2007年05月16日「瀬川晶司はなぜプロ棋士になれたのか」 古田靖著 河出書房新社 1575円
「日経のBizPlus」に連載中の「社長の愛した数式」が好評で1日5万人を突破するアクセスで日経がびっくり。自慢ではありません。「BizPlus」は20人の執筆者で計18万人の読者がいるんですけど、小生のコラムがダントツ人気なのです。いやいや、けっして自慢ではありませんぞ。
「社長の愛した数式」が更新されました。花王の第3回目です。毎日新聞Webサイト「中島孝志の おとなの仕事相談室」も宜しくね。
えっと、平成8年2月14日。♪この日、なんの日?
バレンタインデー?ブー!
この日はね、ある1人の棋士がスポットライトを浴びた記念すべき日なのよ。で、日本棋界にとっても歴史的な日だったのね。
だって、羽生善治が谷川浩司王将を破った瞬間、史上初の7冠となった日なんですよ。翌日からのテレビ、新聞の報道で、いきなり、将棋界が話題になったよね。
こんなじみぃ〜な業界が、「7冠」という大ニュースのおかげで一瞬、全国的に注目を浴びたわけっす。
業界が潤うには「スター」が1人いないとダメなのよ。日活の裕ちゃん、歌謡界のひばり、競馬界のディープインパクト、政界での小泉純一郎のようにね。
「スター」のいない業界は悲惨ですよ。日本の野球界、見てご覧。プロ野球より大学野球でしょ? 「ハンカチ王子」様々ですよ。早慶戦のチケットなんか初日で売り切れですよ。
「当日券を6000枚用意します」だって。まいったね。巨人戦だって空席がめだってるつうのにね。横浜スタジアムの巨人戦なんてガラガラだよ。
さて、将棋会館に報道陣が押し寄せて羽生フィーバーに湧いている頃、もう1つの部屋では悲壮感漂う青年がいたんです。
羽生と同い年の瀬川晶司のこと。彼の「奨励会退会」が決まった日でもあんのよ、この日はね。
奨励会ってのは、将棋のプロを養成するための唯一の機関。他にはないんだよ。プロ棋士になるならこのルートしかないの。プロ野球選手になりたけりゃ、日本だけじゃなくていきなりメジャーという手もあんだよ。けど、将棋指しの場合は奨励会しかダメ。
なぜならば、ここでしか「資格(プロ棋士としての)」を発行してないからよ。
この本読んではじめて知ったんだけど、「女流棋士」っているよね。あの林葉直子さんもそうだったでしょ?
で、この人たちって日本将棋連盟の正会員じゃないの。だから、議決権とか提案権とかもなんもなし。「余所者」だから完全に蚊帳の外。
==*==
▶ 練習課題
1. 本文の「えっと、平成8年2月14日。♪この日、なんの日?」から「の巨人戦なんてガラガラだよ。」までを、両端も含めて一字一句そのまま書き写してください。
2. 次の(a)〜(c)が本文と合っているかどうかを、それぞれ「はい」か「いいえ」で答え、判断の決め手となる本文の言葉をそのまま引用してください。(a) 羽生善治は谷川浩司王将を破って史上初の7冠となった。(b) 瀬川晶司は羽生善治より年上である。(c) 女流棋士は日本将棋連盟の正会員である。
本文だけを手がかりにしてください。

ラベル付き領域の輪郭項目:
==*==
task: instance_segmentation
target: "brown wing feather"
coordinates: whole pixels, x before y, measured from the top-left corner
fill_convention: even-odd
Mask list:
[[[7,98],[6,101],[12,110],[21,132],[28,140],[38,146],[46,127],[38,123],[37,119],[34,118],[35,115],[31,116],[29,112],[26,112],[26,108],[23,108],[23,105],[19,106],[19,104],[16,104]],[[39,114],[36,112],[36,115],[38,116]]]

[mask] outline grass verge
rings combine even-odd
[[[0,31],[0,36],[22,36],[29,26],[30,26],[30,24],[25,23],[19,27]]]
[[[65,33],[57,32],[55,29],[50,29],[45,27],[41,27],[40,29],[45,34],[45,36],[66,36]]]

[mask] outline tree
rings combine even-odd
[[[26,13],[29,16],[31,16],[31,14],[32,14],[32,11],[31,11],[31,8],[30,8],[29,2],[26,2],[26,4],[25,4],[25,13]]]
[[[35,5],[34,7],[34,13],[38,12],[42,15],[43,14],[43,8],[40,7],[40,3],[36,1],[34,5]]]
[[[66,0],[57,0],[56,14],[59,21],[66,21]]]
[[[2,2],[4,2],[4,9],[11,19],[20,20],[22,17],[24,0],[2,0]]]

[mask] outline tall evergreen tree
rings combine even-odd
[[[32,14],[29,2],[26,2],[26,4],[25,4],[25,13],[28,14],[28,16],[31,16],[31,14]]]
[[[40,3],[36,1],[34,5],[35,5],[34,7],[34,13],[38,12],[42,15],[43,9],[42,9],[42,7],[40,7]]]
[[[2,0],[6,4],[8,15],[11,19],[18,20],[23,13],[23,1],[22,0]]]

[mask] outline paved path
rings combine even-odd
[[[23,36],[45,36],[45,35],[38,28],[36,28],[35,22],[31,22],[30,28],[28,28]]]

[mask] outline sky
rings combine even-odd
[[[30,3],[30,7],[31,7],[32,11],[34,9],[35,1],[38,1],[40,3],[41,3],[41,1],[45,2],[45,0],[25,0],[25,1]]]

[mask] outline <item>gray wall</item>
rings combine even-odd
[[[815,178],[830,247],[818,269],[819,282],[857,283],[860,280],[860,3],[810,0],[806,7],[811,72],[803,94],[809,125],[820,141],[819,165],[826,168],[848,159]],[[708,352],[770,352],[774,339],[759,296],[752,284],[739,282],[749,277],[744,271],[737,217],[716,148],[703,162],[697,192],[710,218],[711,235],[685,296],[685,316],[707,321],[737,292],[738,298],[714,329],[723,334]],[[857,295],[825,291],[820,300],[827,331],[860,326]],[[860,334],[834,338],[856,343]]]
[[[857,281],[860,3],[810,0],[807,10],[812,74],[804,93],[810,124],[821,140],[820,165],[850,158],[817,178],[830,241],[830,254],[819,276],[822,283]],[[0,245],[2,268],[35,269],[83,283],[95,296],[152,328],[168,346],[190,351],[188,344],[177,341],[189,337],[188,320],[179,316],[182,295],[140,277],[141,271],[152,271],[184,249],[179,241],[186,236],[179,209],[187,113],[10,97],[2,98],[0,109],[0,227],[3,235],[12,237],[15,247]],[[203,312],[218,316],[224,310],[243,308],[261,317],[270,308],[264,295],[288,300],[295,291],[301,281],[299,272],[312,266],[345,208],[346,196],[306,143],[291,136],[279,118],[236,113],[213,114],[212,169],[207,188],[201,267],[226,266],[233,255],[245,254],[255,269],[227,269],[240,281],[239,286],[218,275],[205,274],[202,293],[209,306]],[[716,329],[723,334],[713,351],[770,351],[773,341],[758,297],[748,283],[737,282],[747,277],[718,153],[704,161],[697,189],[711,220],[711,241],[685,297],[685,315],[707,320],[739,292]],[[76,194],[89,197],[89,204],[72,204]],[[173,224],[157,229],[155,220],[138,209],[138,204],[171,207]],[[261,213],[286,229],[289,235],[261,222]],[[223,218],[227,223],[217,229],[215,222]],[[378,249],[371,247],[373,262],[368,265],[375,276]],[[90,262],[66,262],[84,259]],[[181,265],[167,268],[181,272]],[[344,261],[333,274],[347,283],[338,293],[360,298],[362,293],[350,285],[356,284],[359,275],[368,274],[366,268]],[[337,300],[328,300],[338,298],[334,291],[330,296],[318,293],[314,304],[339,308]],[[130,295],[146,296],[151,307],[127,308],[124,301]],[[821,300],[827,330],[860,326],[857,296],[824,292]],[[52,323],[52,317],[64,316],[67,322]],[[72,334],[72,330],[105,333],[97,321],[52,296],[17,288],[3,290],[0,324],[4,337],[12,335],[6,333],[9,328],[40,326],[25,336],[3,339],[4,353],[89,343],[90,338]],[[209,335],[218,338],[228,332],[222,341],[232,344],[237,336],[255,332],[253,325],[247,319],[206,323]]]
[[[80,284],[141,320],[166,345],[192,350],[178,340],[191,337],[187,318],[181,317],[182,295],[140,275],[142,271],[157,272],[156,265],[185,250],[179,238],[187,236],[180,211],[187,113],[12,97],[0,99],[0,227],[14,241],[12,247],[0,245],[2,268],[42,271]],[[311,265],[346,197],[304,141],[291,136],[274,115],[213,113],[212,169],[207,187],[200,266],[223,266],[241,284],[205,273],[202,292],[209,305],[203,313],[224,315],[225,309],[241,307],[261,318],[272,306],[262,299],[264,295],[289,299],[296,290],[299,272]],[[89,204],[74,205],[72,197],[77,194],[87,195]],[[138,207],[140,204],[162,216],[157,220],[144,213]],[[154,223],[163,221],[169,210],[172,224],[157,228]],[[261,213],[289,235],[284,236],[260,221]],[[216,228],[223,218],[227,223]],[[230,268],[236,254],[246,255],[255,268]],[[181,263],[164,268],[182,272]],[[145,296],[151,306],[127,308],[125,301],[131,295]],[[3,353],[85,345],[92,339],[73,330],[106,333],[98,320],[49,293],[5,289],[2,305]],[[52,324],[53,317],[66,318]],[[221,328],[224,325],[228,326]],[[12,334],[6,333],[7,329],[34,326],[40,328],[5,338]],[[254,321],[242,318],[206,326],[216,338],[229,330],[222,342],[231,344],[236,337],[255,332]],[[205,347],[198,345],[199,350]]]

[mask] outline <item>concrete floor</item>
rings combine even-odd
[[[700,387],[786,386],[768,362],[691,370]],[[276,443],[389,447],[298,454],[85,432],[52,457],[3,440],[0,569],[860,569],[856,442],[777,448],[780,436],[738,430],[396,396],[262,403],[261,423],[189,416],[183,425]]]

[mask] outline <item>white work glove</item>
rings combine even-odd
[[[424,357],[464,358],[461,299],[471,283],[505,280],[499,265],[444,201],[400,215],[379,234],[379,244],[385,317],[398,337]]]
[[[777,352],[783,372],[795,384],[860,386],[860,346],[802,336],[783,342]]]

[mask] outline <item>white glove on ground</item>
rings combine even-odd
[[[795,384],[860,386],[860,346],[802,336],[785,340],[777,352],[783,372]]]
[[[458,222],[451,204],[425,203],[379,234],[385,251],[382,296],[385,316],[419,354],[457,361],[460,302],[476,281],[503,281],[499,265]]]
==*==
▶ 解答
1.
えっと、平成8年2月14日。♪この日、なんの日?
バレンタインデー?ブー!
この日はね、ある1人の棋士がスポットライトを浴びた記念すべき日なのよ。で、日本棋界にとっても歴史的な日だったのね。
だって、羽生善治が谷川浩司王将を破った瞬間、史上初の7冠となった日なんですよ。翌日からのテレビ、新聞の報道で、いきなり、将棋界が話題になったよね。
こんなじみぃ〜な業界が、「7冠」という大ニュースのおかげで一瞬、全国的に注目を浴びたわけっす。
業界が潤うには「スター」が1人いないとダメなのよ。日活の裕ちゃん、歌謡界のひばり、競馬界のディープインパクト、政界での小泉純一郎のようにね。
「スター」のいない業界は悲惨ですよ。日本の野球界、見てご覧。プロ野球より大学野球でしょ? 「ハンカチ王子」様々ですよ。早慶戦のチケットなんか初日で売り切れですよ。
「当日券を6000枚用意します」だって。まいったね。巨人戦だって空席がめだってるつうのにね。横浜スタジアムの巨人戦なんてガラガラだよ。

2.
(a) はい。「羽生善治が谷川浩司王将を破った瞬間、史上初の7冠となった日なんですよ」
(b) いいえ。「羽生と同い年の瀬川晶司のこと」
(c) いいえ。「この人たちって日本将棋連盟の正会員じゃないの」